Goal of the exercise :: Extract every line of the records below verbatim, leaving out the pictures.

Records shown ::
_ _ _

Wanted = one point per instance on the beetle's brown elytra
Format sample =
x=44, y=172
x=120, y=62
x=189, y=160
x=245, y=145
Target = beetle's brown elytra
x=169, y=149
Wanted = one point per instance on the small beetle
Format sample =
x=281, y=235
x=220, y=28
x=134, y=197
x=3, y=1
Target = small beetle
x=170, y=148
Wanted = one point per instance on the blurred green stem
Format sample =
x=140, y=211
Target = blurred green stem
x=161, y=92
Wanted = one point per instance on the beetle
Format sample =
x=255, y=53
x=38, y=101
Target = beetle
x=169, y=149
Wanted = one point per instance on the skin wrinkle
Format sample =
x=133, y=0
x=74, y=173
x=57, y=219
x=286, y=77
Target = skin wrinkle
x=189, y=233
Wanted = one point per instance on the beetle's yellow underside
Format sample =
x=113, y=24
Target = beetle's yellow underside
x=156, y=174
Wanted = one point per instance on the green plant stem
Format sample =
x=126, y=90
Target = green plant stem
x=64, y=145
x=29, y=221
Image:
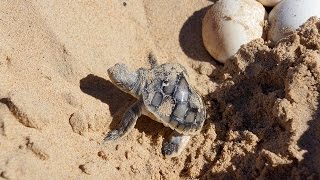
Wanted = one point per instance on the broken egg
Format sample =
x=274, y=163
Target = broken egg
x=288, y=15
x=228, y=24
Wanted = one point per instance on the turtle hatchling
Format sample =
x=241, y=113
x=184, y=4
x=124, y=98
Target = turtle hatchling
x=164, y=94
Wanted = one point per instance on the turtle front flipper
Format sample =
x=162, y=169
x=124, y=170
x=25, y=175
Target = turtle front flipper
x=175, y=145
x=127, y=122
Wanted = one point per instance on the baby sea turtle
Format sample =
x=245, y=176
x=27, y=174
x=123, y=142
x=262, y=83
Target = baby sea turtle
x=165, y=95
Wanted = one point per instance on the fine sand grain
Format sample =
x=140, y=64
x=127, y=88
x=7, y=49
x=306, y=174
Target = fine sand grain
x=57, y=101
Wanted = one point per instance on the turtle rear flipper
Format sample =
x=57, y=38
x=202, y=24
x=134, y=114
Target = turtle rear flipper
x=175, y=145
x=127, y=123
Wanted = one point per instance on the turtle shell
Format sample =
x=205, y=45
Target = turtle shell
x=169, y=97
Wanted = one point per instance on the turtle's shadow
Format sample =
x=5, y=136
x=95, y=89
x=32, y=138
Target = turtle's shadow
x=103, y=90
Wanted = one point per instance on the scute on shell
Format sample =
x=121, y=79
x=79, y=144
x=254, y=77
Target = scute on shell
x=168, y=95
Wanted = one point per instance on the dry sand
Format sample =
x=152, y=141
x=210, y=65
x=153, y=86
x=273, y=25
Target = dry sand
x=57, y=101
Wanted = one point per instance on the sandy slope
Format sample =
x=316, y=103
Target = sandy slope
x=57, y=101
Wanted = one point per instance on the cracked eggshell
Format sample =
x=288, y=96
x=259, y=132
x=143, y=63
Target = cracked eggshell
x=269, y=3
x=288, y=15
x=228, y=24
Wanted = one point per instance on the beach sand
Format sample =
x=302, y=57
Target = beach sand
x=57, y=101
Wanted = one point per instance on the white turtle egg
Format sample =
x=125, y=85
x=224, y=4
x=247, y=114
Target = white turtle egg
x=288, y=15
x=269, y=3
x=228, y=24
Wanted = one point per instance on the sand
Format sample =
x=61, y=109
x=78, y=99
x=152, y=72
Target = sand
x=57, y=101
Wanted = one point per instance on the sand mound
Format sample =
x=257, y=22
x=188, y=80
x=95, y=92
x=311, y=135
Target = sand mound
x=56, y=101
x=267, y=109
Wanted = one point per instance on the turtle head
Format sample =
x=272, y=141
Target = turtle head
x=124, y=79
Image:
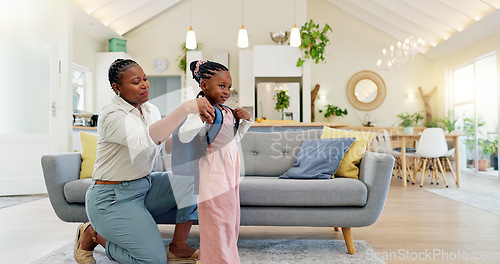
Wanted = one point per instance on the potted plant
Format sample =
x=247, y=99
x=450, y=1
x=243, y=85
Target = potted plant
x=314, y=41
x=487, y=147
x=470, y=134
x=333, y=111
x=449, y=122
x=282, y=101
x=409, y=120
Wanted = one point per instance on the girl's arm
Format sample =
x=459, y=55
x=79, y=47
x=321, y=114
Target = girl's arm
x=163, y=128
x=191, y=127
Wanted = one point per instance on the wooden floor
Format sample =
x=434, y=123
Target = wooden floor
x=413, y=222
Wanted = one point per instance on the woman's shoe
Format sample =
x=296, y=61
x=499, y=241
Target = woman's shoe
x=171, y=258
x=82, y=256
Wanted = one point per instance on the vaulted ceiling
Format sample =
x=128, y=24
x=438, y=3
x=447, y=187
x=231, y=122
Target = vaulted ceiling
x=435, y=21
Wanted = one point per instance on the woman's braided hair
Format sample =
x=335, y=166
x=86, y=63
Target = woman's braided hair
x=117, y=68
x=205, y=69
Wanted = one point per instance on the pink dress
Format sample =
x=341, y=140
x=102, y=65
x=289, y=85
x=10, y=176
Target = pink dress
x=219, y=200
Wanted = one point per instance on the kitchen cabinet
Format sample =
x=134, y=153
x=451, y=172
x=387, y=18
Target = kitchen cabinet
x=276, y=61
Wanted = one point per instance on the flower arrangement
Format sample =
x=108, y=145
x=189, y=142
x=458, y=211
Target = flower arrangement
x=282, y=100
x=314, y=41
x=333, y=110
x=409, y=120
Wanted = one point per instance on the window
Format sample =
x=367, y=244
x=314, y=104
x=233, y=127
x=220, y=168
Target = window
x=475, y=104
x=81, y=86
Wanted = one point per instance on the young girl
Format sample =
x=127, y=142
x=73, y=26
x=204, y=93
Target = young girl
x=218, y=200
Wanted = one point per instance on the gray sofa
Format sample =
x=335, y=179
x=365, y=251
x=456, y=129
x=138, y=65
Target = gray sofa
x=265, y=199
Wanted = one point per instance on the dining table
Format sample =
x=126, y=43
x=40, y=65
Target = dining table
x=407, y=139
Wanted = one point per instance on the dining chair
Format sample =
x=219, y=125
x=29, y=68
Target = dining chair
x=431, y=147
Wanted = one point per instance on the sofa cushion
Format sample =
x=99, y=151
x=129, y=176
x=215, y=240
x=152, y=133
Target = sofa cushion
x=74, y=191
x=272, y=154
x=272, y=191
x=89, y=154
x=318, y=158
x=348, y=167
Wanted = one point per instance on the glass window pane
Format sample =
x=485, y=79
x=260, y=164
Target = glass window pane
x=463, y=80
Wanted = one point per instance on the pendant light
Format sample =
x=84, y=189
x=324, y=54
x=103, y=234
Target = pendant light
x=190, y=36
x=242, y=34
x=295, y=32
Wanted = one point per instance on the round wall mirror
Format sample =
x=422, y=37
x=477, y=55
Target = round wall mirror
x=366, y=90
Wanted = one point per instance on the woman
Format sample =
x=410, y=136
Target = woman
x=125, y=197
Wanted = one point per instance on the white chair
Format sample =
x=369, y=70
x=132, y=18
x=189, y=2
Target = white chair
x=432, y=145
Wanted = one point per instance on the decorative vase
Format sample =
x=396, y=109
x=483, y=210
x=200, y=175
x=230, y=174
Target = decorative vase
x=482, y=164
x=76, y=100
x=407, y=130
x=332, y=119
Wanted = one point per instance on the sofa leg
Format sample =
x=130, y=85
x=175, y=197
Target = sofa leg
x=349, y=242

_ _ _

Answer to the task ::
Wanted = one point per instance on the beetle's brown elytra
Format sample =
x=44, y=172
x=120, y=62
x=189, y=160
x=245, y=145
Target = beetle's brown elytra
x=169, y=149
Wanted = one point per instance on the small beetle
Format sample =
x=281, y=235
x=220, y=28
x=134, y=197
x=3, y=1
Target = small beetle
x=170, y=148
Wanted = one point per instance on the blurred green stem
Format sample =
x=140, y=211
Target = blurred green stem
x=161, y=92
Wanted = one point per instance on the beetle
Format sample =
x=255, y=53
x=38, y=101
Target = beetle
x=169, y=149
Wanted = one point per instance on the skin wrinkle
Format sample =
x=133, y=0
x=74, y=173
x=57, y=219
x=286, y=77
Target = skin wrinkle
x=189, y=233
Wanted = one point per instance on the beetle's yellow underside
Format sample =
x=113, y=24
Target = beetle's yellow underside
x=156, y=174
Wanted = one point per instance on the green plant stem
Format sample =
x=126, y=90
Target = green plant stem
x=64, y=145
x=29, y=221
Image:
Wanted = one point per instance on the broken egg
Format sample =
x=274, y=163
Target = broken egg
x=288, y=15
x=228, y=24
Wanted = one point per instance on the turtle hatchling
Format sample =
x=241, y=113
x=184, y=4
x=124, y=98
Target = turtle hatchling
x=164, y=94
Wanted = one point per instance on the turtle front flipper
Format sample =
x=162, y=169
x=124, y=170
x=25, y=175
Target = turtle front flipper
x=175, y=145
x=127, y=122
Wanted = one point per instance on the baby sea turtle
Format sample =
x=245, y=176
x=27, y=174
x=123, y=142
x=262, y=83
Target = baby sea turtle
x=165, y=95
Wanted = one point per instance on the fine sand grain
Format sample =
x=140, y=64
x=127, y=88
x=7, y=49
x=306, y=174
Target = fine sand grain
x=57, y=101
Wanted = one point per instance on the turtle rear flipper
Format sample =
x=57, y=38
x=202, y=24
x=134, y=114
Target = turtle rear flipper
x=175, y=145
x=127, y=123
Wanted = one point per instance on the turtle shell
Format sample =
x=205, y=45
Target = turtle shell
x=169, y=97
Wanted = one point per instance on the turtle's shadow
Format sample =
x=5, y=136
x=95, y=89
x=32, y=138
Target = turtle's shadow
x=103, y=90
Wanted = one point per instance on the scute on shell
Format sample =
x=121, y=79
x=79, y=144
x=254, y=77
Target = scute on shell
x=168, y=95
Wanted = one point per instance on the dry sand
Format sample =
x=152, y=141
x=210, y=65
x=153, y=86
x=273, y=25
Target = dry sand
x=57, y=101
Wanted = one point per instance on the sandy slope
Format sample =
x=316, y=103
Target = sandy slope
x=57, y=101
Wanted = one point per instance on the cracked eggshell
Format sample =
x=288, y=96
x=259, y=132
x=143, y=63
Target = cracked eggshell
x=269, y=3
x=288, y=15
x=228, y=24
Wanted = one point per instance on the beach sand
Format sample =
x=302, y=57
Target = beach sand
x=57, y=101
Wanted = one point per instance on the white turtle egg
Format sample =
x=125, y=85
x=224, y=4
x=247, y=114
Target = white turtle egg
x=288, y=15
x=269, y=3
x=228, y=24
Wanted = one point per instance on the sand
Format sample =
x=61, y=109
x=78, y=99
x=152, y=72
Target = sand
x=57, y=101
Wanted = one point per instance on the sand mound
Format sample =
x=257, y=22
x=188, y=80
x=95, y=92
x=311, y=135
Target = sand mound
x=56, y=101
x=267, y=109
Wanted = one point per instance on the turtle head
Format sample =
x=272, y=141
Target = turtle head
x=124, y=79
Image:
Wanted = one point per instance on the potted plant
Format sample =
x=247, y=99
x=450, y=1
x=243, y=85
Target = potted plant
x=314, y=41
x=487, y=147
x=470, y=134
x=333, y=111
x=449, y=122
x=282, y=101
x=409, y=120
Wanted = one point per instance on the girl's arm
Format sample =
x=459, y=55
x=79, y=47
x=321, y=114
Target = girl's arm
x=163, y=128
x=191, y=127
Wanted = one point per instance on the wooden floor
Format sample =
x=434, y=123
Target = wooden floor
x=413, y=222
Wanted = one point per instance on the woman's shoe
Format sample =
x=296, y=61
x=499, y=241
Target = woman's shoe
x=171, y=258
x=82, y=256
Wanted = one point per instance on the vaulted ceiling
Format sample =
x=128, y=24
x=438, y=3
x=447, y=187
x=231, y=122
Target = vaulted ceiling
x=435, y=21
Wanted = one point per instance on the woman's braided hair
Format sample =
x=335, y=166
x=86, y=63
Target = woman's braided hair
x=117, y=68
x=205, y=69
Wanted = one point per instance on the pink dress
Format sample =
x=341, y=140
x=102, y=65
x=289, y=85
x=10, y=176
Target = pink dress
x=219, y=200
Wanted = one point per instance on the kitchen cabinet
Format sample =
x=134, y=153
x=451, y=172
x=387, y=18
Target = kitchen cabinet
x=276, y=61
Wanted = one point per instance on the flower arrangement
Format sample =
x=108, y=145
x=189, y=142
x=458, y=211
Target = flower arrangement
x=282, y=100
x=314, y=41
x=333, y=110
x=409, y=120
Wanted = one point per instance on the window
Format sample =
x=367, y=244
x=314, y=104
x=233, y=127
x=220, y=168
Target = window
x=475, y=104
x=81, y=86
Wanted = one point per instance on the young girl
Format sample =
x=127, y=142
x=73, y=26
x=204, y=93
Target = young girl
x=218, y=200
Wanted = one point per instance on the gray sofa
Format sample =
x=335, y=179
x=365, y=251
x=456, y=129
x=138, y=65
Target = gray sofa
x=265, y=199
Wanted = one point per instance on the dining table
Format sample =
x=126, y=43
x=40, y=65
Target = dining table
x=407, y=139
Wanted = one point per instance on the dining chair
Format sample =
x=219, y=125
x=29, y=68
Target = dining chair
x=431, y=147
Wanted = one point per instance on the sofa cushion
Format sample =
x=99, y=151
x=129, y=176
x=215, y=240
x=152, y=133
Target = sofa cushion
x=74, y=191
x=272, y=154
x=272, y=191
x=89, y=154
x=318, y=158
x=348, y=167
Wanted = one point per instance on the glass window pane
Format sample =
x=485, y=79
x=260, y=164
Target = glass window pane
x=463, y=80
Wanted = one point per instance on the pendant light
Format sample =
x=84, y=189
x=324, y=54
x=103, y=234
Target = pendant light
x=190, y=36
x=242, y=34
x=295, y=32
Wanted = one point per instance on the round wall mirror
Format sample =
x=422, y=37
x=477, y=55
Target = round wall mirror
x=366, y=90
Wanted = one point per instance on the woman
Format sample =
x=410, y=136
Target = woman
x=125, y=197
Wanted = one point per instance on the white chair
Format sample =
x=369, y=70
x=132, y=18
x=189, y=2
Target = white chair
x=432, y=145
Wanted = one point per instance on the decorative vase
Format sample =
x=396, y=109
x=483, y=210
x=200, y=175
x=230, y=174
Target = decorative vase
x=482, y=164
x=76, y=100
x=407, y=130
x=332, y=119
Wanted = one point per instance on the sofa leg
Format sample =
x=130, y=85
x=175, y=197
Target = sofa leg
x=349, y=242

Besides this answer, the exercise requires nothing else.